### Zadanie
Przepisz fragment tekstu o nadziei od słów „Można sobie radzić” do słów „znudzonych życiem malkontentów.”, zastępując „samochód” wyrazem „motocykl”.

| Home | 365/2012 | in my eye | VW T3 Westfalia | Zbór w Mielcu |

Nadzieja, odc. 3

W tym świecie spotykamy się z wieloma rzeczami, które obiecują, lecz do końca nie spełniają swej obietnicy. Pomyślmy o zakochaniu się. Wspaniałe uczucie i nawet gdy później jesteś szczęśliwy w małżeństwie, to jednak owo uczucie zakochania się stało się ulotne, choć nadal pozostaje w twej pamięci (czasem wyidealizowane). Marzenia i plany dotyczące podróży mają ten posmak czegoś niesamowitego, tak że sama podróż choć udana wydaje się nie wszystkim. Żona jest wspaniałą żoną, a widoki i podróż była cudowna, ale coś nieuchwytnego nam umyka.
Można sobie radzić z tym mając nadzieję, że "następny raz" będzie lepszy. Że zmiana żony, kolejna podróż, nowszy samochód pozwoli cieszyć się owym nieuchwytnym stanem. Niestety ten sposób to sposób głupca. Sposób, który "stwarza" znudzonych życiem malkontentów.

### Zapisane dane
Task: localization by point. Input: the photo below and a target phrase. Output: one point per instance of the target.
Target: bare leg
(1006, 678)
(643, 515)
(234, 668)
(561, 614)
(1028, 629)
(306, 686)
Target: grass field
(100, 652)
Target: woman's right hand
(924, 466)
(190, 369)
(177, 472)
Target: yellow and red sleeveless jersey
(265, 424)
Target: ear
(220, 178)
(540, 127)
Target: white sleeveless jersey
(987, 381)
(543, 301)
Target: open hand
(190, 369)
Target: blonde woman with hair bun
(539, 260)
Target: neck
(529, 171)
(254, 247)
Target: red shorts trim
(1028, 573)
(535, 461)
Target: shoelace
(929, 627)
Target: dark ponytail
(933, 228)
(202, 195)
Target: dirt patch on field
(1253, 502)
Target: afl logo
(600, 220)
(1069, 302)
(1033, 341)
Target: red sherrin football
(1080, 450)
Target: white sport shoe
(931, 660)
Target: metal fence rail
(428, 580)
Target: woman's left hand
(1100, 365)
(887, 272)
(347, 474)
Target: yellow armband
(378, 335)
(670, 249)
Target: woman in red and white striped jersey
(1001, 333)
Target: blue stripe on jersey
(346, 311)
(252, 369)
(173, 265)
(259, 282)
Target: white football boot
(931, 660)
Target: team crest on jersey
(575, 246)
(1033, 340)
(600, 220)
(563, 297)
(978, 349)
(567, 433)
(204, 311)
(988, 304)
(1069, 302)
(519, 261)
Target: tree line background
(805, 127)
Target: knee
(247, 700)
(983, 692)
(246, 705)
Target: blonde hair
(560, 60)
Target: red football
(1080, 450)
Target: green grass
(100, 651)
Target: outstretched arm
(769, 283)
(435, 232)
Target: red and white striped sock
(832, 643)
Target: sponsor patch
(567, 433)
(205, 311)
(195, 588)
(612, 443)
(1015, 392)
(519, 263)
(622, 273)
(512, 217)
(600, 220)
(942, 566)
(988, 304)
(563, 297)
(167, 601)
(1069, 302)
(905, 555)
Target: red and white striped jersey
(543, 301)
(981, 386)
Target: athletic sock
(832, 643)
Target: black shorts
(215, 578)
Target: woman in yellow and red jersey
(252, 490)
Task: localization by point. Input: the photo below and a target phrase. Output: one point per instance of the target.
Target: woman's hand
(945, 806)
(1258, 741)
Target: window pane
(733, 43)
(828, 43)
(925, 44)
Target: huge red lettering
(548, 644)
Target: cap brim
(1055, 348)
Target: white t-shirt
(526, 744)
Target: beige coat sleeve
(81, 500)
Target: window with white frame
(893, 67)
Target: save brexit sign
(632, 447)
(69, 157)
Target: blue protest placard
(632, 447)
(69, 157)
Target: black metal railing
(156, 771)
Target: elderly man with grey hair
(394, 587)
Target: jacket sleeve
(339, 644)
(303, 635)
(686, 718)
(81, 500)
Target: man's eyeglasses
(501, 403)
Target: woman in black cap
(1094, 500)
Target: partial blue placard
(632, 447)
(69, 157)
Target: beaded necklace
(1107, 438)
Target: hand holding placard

### Odpowiedź
Można sobie radzić z tym mając nadzieję, że "następny raz" będzie lepszy. Że zmiana żony, kolejna podróż, nowszy motocykl pozwoli cieszyć się owym nieuchwytnym stanem. Niestety ten sposób to sposób głupca. Sposób, który "stwarza" znudzonych życiem malkontentów.